Exercise instructions. Which lines run from the start of the data below to the line containing "For every instance of the roadside"? Set them down exactly, with none added.

Materials provided START

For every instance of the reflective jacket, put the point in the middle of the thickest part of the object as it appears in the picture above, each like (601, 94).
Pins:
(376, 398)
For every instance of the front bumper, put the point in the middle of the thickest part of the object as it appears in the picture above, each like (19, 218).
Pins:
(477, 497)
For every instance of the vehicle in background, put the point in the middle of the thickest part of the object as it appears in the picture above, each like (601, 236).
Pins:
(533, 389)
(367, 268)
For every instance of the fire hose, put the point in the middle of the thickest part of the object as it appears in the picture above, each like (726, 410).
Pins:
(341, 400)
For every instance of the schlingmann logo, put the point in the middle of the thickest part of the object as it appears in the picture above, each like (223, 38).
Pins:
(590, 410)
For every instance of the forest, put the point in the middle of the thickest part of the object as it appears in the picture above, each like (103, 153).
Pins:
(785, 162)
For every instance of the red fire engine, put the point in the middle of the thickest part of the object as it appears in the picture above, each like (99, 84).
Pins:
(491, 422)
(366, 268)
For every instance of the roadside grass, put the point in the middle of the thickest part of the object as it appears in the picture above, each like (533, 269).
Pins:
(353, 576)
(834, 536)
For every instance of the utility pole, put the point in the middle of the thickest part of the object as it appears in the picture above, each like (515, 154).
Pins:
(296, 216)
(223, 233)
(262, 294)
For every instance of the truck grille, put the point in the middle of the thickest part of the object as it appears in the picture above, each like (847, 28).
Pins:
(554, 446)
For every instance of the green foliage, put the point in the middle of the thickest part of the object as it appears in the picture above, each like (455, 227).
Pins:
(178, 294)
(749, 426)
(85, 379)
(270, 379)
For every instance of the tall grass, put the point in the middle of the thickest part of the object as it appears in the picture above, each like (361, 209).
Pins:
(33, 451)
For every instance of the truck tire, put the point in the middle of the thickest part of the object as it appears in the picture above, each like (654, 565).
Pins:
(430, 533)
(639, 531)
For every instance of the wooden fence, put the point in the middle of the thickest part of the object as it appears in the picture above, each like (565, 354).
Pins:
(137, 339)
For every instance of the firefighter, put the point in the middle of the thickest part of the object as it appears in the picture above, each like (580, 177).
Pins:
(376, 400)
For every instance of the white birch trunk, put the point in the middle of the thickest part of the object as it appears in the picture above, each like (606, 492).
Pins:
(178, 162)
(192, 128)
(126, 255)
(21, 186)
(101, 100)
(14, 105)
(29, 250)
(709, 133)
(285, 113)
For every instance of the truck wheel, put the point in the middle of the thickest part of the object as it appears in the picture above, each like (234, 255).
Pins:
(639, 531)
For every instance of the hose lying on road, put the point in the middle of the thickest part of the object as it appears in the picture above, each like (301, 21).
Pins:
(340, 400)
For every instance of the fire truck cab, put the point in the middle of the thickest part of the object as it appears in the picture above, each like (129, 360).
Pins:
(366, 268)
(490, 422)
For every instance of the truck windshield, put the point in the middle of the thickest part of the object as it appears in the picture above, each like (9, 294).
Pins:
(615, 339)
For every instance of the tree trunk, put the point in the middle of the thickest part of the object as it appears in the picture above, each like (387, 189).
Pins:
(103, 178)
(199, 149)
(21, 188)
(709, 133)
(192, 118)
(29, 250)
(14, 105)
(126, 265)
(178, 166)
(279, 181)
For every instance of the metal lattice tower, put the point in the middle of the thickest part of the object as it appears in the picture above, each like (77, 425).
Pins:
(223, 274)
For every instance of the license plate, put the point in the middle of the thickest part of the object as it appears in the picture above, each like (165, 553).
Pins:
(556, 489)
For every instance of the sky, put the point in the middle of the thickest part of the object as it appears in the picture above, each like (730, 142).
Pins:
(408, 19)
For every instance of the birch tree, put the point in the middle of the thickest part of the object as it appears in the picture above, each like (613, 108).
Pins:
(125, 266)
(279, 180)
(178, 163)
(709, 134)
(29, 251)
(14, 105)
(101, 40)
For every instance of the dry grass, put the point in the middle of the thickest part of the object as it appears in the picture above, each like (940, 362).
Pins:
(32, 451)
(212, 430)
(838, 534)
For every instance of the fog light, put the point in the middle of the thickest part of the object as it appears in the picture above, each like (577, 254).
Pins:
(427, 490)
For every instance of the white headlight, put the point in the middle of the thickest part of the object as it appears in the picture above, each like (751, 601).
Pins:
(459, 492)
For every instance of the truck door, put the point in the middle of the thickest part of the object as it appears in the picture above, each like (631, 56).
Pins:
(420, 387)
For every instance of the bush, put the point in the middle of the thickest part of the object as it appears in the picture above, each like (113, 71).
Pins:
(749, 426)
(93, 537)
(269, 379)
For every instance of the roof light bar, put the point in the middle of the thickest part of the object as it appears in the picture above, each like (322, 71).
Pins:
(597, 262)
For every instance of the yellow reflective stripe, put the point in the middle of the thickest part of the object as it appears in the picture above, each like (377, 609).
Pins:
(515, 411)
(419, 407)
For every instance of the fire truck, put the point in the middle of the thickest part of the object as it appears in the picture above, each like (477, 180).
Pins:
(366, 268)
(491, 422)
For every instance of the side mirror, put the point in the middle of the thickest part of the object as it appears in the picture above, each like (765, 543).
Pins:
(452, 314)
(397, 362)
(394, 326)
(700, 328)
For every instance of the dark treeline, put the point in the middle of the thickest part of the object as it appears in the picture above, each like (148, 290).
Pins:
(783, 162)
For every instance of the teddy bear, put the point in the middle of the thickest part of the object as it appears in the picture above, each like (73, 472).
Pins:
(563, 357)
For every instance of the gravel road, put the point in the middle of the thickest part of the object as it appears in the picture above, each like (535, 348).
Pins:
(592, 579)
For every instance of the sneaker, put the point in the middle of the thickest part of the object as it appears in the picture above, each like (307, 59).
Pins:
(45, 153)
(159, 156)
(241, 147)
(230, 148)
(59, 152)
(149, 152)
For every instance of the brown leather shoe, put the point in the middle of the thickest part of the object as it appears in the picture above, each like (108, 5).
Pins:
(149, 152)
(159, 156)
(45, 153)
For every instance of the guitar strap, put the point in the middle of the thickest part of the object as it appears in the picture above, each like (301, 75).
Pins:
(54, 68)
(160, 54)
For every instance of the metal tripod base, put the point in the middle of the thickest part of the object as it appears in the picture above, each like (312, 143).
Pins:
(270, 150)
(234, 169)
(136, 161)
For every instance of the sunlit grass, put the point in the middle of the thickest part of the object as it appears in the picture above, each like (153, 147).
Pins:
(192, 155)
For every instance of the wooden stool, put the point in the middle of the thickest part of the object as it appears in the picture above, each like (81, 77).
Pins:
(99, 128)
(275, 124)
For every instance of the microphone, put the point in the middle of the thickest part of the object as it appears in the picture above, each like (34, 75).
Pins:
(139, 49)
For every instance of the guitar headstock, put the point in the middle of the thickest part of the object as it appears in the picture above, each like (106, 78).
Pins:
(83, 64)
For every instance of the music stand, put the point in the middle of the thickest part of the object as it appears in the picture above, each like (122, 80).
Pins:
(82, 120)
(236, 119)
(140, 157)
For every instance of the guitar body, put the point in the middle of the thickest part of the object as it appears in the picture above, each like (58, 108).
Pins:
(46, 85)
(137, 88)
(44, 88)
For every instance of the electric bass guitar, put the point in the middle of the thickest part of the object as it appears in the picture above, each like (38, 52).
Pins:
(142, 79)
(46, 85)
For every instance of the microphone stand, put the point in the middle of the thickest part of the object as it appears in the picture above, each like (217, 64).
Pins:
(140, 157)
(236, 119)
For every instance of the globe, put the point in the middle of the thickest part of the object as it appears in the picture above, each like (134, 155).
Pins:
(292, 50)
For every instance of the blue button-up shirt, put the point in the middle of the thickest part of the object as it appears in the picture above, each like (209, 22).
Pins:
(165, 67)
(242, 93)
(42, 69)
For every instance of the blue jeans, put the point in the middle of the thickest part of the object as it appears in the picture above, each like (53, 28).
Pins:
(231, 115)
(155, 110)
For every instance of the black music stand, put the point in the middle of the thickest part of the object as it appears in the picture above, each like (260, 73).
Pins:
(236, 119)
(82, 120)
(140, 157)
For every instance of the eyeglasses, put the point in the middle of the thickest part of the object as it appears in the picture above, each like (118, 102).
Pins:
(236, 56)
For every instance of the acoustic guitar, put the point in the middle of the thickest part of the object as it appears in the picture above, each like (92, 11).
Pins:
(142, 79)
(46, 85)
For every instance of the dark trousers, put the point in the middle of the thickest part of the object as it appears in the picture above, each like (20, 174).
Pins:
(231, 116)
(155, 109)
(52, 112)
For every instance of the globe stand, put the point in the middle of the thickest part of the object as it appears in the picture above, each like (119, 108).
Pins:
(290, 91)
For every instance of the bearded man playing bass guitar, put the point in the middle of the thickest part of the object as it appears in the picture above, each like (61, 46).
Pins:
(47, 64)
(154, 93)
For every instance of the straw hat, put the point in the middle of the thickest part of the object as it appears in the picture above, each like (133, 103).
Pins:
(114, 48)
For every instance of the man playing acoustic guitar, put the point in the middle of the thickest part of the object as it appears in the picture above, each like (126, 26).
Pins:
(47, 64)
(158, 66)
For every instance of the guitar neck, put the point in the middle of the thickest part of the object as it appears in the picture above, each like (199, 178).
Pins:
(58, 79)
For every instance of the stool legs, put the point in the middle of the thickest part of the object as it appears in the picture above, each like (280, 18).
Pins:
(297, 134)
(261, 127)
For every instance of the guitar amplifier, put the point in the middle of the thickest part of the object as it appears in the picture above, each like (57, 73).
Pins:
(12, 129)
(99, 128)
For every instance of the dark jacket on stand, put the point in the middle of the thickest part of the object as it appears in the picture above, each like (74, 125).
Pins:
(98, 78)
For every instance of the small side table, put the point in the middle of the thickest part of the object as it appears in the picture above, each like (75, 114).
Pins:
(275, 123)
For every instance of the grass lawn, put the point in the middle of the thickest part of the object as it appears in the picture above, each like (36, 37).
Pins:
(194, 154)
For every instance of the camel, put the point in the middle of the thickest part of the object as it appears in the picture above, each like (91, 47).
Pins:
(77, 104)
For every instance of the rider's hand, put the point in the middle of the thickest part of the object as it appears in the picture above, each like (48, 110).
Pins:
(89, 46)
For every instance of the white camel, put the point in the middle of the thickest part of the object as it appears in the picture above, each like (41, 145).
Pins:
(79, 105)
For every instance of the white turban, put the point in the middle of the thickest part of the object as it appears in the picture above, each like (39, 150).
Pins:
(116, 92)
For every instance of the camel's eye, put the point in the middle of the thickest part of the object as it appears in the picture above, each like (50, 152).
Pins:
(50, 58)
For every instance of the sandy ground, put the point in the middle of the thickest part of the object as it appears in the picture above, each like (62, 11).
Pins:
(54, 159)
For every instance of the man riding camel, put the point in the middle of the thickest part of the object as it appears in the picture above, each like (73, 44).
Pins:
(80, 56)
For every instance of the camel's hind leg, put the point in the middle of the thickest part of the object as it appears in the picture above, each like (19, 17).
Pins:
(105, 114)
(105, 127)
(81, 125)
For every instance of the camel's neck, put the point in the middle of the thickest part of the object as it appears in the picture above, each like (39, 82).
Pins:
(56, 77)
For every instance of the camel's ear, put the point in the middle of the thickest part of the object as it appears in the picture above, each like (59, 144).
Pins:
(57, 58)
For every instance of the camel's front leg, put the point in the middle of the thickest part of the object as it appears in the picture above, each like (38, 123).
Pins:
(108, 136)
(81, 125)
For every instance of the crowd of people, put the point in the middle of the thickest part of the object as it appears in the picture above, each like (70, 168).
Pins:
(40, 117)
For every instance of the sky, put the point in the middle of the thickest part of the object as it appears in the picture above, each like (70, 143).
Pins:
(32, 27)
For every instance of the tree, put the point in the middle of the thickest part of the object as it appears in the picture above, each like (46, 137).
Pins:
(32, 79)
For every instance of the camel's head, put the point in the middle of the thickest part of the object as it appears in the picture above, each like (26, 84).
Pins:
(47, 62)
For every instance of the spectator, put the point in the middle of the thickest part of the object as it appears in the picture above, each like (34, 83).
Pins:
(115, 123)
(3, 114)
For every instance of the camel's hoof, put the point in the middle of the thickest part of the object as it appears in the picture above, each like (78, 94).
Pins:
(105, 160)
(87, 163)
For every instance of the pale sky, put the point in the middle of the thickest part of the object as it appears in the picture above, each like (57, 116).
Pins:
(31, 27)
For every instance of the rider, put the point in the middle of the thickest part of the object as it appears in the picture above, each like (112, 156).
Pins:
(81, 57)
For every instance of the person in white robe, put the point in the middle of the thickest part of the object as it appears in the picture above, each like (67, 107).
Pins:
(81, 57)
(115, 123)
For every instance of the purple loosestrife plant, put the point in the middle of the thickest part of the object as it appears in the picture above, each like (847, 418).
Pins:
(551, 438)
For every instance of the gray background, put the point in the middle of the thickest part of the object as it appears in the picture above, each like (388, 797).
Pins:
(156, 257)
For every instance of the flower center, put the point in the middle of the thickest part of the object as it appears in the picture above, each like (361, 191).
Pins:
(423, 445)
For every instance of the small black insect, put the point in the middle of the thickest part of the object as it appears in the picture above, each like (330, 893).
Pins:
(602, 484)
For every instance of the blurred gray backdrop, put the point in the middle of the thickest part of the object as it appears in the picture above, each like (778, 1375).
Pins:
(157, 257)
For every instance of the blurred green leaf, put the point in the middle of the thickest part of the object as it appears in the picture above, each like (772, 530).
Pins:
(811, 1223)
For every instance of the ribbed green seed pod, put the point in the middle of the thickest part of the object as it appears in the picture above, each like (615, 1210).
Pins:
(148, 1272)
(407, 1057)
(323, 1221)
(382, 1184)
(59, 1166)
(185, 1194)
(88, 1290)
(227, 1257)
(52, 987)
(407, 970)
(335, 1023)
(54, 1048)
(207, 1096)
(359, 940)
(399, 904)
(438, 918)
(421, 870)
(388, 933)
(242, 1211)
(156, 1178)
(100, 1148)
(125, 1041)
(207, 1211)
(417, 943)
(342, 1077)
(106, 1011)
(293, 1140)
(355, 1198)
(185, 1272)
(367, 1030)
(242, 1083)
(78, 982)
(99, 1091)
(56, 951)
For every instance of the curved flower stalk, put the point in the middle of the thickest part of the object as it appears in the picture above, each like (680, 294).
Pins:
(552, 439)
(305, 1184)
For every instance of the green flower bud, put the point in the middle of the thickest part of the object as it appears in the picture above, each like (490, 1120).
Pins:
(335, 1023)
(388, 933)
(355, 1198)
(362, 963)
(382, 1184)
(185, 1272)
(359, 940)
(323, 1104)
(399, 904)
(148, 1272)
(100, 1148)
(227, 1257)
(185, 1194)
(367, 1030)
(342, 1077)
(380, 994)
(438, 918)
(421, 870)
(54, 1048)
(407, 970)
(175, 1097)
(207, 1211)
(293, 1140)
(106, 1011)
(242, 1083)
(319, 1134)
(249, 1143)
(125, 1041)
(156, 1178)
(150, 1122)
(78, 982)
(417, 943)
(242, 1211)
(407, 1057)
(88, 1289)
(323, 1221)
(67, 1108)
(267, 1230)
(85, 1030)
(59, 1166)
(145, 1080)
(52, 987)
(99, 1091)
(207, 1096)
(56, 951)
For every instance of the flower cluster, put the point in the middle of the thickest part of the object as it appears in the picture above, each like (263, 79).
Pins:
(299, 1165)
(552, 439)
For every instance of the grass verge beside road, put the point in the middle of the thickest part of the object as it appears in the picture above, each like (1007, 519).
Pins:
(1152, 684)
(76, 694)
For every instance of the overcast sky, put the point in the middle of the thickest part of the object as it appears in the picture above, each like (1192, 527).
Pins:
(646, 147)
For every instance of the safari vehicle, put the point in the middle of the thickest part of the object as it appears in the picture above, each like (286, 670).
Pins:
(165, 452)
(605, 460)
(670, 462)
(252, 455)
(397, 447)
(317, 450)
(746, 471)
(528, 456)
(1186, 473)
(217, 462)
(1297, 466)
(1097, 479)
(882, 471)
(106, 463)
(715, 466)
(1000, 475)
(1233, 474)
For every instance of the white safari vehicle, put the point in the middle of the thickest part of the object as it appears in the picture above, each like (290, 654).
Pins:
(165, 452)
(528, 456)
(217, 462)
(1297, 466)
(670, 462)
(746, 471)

Materials provided END

Written answer.
For every instance of the reflective jacket, put the point in the middle of the thickest part of the object as it appears in the picture above, each like (601, 94).
Pins:
(376, 398)
For every instance of the front bumper, put the point in the middle of the thickest part of the object as it appears in the picture above, each like (19, 218).
Pins:
(477, 497)
For every instance of the vehicle in background, put the point in the middle of the thickest part of the object as it appears in the picture above, each like (601, 236).
Pins:
(533, 389)
(367, 268)
For every instance of the fire hose, put the point in the middle of the thickest part of the object as it appears in the picture above, each like (726, 410).
Pins:
(341, 400)
For every instance of the schlingmann logo, put the point in the middle of the thickest part of the object as it appears in the picture above, each like (223, 38).
Pins:
(590, 410)
For every instance of the forest, put the point in the middle of the thickest part of the object as it appears in the picture above, each like (103, 153).
Pins:
(785, 162)
For every instance of the red fire engine, put the point in the middle of the thickest part of the object as it appears in the picture above, each like (99, 84).
Pins:
(491, 422)
(366, 268)
For every instance of the roadside grass, put the point in the middle of the thickest part of the object as it appears in the picture above, each like (533, 269).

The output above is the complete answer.